== WHAT NEEDS TO BE DONE ==
Check each line of the material for the string "smiling", and copy the lines that have it.

== THE DATA ==

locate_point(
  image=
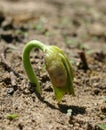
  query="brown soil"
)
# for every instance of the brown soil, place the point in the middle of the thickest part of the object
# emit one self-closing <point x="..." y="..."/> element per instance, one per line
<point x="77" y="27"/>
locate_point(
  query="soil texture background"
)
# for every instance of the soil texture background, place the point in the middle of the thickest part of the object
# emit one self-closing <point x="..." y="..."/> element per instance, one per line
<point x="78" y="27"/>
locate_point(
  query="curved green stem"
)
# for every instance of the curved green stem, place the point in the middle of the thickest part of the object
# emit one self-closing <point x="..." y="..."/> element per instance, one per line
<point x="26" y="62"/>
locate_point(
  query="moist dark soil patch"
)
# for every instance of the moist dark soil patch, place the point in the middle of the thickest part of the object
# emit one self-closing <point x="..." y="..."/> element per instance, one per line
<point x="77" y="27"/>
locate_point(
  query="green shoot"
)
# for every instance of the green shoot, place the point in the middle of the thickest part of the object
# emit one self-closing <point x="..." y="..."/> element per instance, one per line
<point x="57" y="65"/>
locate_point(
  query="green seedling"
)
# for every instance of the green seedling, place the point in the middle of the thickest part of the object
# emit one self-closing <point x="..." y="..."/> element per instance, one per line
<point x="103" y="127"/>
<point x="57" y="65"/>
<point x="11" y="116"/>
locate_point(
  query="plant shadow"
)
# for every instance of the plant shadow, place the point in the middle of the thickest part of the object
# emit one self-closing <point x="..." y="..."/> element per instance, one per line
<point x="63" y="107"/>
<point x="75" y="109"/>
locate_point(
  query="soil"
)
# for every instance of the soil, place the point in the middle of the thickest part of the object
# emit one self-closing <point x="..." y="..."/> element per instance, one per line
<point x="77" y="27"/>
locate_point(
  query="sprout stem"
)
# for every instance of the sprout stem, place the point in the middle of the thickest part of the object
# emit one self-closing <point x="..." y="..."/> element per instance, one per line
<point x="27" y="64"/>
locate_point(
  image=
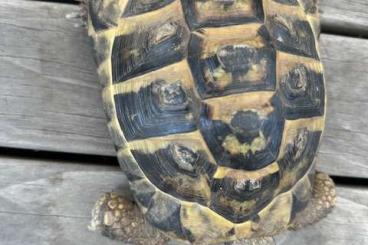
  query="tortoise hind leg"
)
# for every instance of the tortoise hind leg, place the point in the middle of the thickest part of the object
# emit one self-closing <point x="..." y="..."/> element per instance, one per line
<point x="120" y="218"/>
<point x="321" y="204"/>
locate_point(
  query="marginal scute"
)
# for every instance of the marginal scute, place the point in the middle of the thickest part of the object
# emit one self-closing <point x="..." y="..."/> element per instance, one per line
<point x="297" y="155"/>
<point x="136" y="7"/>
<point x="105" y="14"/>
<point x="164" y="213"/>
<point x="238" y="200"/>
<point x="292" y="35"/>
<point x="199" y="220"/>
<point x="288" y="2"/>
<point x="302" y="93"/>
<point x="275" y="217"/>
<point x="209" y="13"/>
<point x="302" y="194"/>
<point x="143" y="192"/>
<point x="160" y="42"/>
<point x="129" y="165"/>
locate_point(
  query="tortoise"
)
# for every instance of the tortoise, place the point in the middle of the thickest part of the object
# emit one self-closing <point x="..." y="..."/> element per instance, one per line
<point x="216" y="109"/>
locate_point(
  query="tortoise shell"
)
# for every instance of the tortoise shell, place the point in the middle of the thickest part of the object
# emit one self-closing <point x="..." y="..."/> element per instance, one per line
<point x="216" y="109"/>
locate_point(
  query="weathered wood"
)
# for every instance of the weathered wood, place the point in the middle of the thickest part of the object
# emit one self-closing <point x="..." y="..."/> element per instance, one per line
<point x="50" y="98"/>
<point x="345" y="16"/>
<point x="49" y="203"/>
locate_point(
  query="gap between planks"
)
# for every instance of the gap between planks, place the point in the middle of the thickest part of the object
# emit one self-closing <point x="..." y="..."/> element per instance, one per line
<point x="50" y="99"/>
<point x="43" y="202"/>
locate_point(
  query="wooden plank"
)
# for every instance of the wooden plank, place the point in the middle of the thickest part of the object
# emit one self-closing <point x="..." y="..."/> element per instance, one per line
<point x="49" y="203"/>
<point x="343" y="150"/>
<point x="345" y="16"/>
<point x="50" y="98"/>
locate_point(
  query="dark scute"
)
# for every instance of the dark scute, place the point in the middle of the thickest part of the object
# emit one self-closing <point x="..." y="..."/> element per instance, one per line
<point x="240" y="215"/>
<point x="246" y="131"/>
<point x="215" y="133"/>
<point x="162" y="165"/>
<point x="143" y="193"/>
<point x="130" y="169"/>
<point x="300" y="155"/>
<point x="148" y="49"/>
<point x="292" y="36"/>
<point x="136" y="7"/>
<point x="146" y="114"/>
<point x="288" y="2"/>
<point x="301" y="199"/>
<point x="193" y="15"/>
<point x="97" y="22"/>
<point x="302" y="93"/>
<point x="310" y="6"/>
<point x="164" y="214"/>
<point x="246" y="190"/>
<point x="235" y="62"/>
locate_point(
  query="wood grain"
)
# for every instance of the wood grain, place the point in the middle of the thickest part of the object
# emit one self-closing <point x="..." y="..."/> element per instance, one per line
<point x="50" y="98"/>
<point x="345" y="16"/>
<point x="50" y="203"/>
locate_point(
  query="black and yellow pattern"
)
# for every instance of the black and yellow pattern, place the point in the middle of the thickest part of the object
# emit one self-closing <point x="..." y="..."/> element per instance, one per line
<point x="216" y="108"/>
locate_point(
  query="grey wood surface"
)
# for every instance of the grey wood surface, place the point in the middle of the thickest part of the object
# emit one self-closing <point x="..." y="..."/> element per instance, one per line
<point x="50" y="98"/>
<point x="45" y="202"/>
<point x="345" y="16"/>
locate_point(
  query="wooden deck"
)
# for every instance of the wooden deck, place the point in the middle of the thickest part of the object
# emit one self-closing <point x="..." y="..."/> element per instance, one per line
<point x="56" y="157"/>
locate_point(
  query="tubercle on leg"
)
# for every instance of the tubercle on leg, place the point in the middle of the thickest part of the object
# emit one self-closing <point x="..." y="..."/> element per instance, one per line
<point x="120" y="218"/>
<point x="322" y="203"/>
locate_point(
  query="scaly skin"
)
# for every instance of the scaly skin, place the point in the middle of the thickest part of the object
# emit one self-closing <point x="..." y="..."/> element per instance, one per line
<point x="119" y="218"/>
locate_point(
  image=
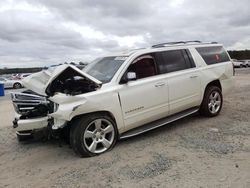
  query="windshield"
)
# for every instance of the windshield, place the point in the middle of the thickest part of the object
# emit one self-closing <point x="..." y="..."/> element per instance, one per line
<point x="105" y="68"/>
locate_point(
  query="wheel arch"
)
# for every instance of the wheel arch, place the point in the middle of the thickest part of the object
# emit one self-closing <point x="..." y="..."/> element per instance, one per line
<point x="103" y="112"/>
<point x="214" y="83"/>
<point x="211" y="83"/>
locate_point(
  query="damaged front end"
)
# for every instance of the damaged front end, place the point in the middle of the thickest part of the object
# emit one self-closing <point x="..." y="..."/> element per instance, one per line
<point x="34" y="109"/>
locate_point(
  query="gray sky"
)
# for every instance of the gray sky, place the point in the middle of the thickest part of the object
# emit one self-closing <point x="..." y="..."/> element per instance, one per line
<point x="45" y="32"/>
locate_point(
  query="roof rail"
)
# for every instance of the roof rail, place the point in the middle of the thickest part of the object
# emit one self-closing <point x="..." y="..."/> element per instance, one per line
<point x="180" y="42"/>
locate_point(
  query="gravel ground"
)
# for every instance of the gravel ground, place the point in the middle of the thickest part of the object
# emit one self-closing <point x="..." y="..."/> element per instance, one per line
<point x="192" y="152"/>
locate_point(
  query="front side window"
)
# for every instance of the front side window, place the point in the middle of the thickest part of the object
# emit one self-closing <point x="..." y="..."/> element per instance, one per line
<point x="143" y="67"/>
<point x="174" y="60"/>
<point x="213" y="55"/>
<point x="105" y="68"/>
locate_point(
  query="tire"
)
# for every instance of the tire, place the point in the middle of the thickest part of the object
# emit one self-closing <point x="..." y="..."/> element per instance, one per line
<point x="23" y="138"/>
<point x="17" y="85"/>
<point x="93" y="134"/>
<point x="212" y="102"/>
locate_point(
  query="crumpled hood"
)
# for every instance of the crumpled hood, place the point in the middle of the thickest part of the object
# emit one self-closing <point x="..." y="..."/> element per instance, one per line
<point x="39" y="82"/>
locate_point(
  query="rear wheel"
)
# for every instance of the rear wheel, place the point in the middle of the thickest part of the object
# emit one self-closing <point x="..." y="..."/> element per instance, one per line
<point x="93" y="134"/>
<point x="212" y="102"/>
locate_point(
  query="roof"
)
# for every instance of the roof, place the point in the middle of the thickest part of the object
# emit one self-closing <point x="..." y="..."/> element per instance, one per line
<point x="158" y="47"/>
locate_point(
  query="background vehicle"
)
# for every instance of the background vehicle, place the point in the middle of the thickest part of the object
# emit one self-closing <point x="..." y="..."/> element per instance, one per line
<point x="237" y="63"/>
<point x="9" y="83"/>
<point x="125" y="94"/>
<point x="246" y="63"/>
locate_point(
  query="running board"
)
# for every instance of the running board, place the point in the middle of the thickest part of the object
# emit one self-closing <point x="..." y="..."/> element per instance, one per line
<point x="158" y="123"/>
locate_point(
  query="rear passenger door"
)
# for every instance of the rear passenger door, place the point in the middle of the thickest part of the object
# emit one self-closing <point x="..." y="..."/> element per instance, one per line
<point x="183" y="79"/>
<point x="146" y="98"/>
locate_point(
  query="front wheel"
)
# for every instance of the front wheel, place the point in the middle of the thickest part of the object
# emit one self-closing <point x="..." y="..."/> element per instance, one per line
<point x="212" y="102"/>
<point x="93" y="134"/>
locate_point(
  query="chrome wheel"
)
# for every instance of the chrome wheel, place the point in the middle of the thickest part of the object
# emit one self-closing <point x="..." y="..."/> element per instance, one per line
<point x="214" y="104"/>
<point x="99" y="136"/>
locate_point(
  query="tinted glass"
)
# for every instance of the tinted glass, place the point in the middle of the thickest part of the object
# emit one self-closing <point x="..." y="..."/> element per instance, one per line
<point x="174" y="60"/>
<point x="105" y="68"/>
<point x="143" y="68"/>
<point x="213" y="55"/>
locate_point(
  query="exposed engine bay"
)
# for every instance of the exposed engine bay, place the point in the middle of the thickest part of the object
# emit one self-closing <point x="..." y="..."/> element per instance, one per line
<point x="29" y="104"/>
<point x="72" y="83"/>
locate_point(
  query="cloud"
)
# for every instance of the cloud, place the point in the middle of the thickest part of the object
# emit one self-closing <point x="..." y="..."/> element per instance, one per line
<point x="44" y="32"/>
--
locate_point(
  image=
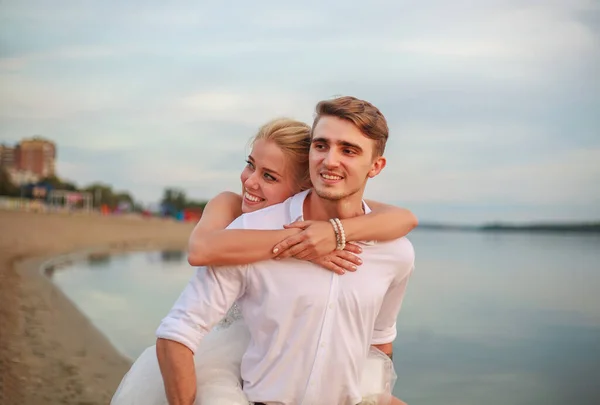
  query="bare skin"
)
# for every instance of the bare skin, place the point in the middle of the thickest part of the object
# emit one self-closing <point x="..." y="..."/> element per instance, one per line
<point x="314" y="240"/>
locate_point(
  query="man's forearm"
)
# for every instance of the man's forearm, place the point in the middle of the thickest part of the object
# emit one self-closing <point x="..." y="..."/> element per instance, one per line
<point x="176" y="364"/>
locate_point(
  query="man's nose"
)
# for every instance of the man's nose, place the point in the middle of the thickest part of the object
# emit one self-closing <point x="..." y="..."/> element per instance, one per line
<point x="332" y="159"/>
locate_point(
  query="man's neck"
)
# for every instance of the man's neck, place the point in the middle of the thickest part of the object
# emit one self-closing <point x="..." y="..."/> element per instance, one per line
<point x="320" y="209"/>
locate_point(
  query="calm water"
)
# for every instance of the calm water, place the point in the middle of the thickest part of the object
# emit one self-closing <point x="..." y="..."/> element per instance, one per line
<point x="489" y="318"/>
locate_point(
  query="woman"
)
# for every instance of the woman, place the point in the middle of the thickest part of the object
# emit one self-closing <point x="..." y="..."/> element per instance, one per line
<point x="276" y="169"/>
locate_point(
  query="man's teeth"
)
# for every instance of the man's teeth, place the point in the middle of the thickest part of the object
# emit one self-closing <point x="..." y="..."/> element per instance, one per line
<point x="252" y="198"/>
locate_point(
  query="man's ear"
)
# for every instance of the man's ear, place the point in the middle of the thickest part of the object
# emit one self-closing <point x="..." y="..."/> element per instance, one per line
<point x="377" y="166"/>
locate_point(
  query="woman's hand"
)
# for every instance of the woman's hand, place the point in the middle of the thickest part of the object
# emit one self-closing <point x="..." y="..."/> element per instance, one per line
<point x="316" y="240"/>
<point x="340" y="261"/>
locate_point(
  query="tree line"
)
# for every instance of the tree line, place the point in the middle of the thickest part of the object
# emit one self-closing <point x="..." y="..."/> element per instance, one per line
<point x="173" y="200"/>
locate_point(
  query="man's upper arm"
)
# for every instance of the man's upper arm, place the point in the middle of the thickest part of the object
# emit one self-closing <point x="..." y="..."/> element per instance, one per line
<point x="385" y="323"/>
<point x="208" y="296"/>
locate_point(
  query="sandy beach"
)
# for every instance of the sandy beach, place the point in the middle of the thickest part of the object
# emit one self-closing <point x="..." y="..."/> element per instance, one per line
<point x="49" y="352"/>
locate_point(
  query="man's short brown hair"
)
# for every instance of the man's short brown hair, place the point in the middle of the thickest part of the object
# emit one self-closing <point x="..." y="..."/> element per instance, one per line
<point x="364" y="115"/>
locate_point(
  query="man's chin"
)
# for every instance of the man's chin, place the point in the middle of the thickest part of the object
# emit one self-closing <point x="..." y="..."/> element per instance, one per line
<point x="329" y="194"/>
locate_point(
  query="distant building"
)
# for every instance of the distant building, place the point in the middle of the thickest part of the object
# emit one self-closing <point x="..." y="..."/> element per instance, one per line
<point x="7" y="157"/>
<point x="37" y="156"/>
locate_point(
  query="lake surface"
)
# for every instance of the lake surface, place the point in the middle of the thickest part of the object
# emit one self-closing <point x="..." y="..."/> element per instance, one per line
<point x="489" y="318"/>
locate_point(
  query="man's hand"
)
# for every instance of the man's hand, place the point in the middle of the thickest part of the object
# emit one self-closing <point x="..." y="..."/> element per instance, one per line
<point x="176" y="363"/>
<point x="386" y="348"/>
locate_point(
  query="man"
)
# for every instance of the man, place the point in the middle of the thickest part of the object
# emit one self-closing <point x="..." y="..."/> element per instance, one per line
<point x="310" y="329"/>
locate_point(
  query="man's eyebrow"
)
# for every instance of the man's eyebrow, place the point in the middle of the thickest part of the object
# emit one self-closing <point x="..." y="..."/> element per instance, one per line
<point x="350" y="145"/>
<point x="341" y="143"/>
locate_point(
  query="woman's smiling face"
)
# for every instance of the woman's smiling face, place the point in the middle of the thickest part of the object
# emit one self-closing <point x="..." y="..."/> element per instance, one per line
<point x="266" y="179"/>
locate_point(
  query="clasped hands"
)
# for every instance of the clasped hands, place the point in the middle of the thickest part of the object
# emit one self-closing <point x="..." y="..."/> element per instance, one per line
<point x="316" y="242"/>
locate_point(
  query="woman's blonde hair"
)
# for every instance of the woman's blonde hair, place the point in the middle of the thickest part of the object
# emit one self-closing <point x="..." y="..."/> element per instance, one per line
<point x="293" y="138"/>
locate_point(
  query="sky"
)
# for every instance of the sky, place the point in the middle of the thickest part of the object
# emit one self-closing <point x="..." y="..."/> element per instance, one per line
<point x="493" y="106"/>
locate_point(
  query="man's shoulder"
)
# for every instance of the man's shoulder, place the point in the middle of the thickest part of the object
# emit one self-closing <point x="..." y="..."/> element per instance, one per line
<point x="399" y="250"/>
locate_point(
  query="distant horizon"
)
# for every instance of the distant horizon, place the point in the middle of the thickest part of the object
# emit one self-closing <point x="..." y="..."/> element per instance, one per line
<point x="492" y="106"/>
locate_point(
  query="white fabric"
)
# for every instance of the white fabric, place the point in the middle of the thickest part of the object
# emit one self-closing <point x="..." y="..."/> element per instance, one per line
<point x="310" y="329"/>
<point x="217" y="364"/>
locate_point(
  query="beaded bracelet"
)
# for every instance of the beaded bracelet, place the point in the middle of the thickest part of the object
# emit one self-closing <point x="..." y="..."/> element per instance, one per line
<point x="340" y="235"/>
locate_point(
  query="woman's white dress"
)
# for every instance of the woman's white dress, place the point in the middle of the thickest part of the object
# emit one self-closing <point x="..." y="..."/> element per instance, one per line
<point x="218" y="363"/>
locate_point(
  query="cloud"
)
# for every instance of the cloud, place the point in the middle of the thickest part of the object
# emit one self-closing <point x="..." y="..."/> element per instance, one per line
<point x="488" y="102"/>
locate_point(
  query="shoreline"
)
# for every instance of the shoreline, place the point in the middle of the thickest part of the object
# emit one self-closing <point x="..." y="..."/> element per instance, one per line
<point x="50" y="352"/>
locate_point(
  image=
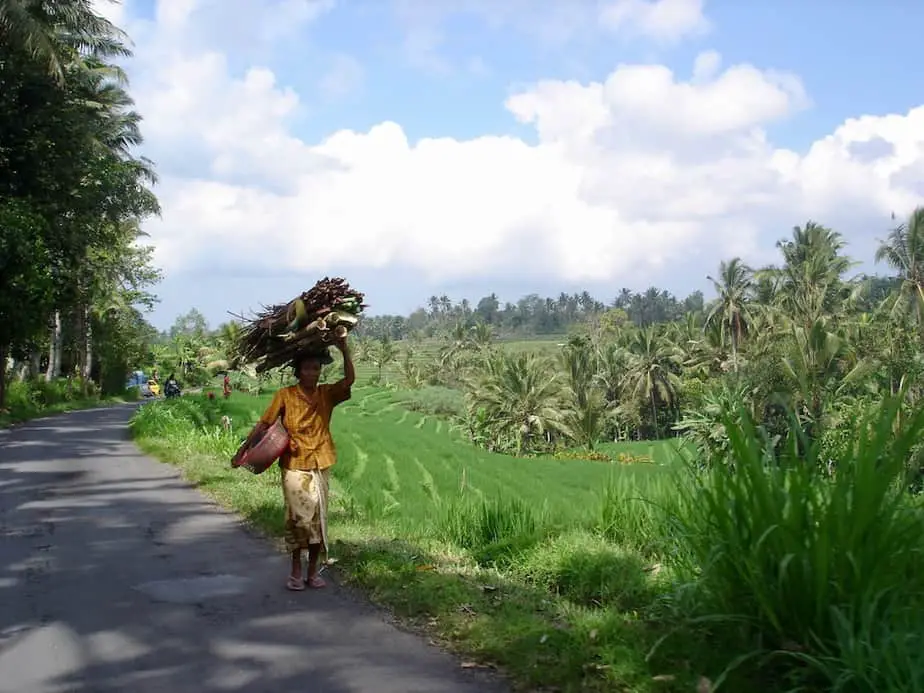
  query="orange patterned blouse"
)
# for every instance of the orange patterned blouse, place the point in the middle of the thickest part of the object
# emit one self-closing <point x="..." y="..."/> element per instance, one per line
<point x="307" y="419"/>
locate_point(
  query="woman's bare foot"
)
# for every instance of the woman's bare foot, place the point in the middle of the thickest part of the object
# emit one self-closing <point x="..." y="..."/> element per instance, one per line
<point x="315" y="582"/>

== EXPECTED ANSWER ==
  query="woman's smiling face"
# for every instance of the woman's smiling face, place the point in the middle of the thickest part of the object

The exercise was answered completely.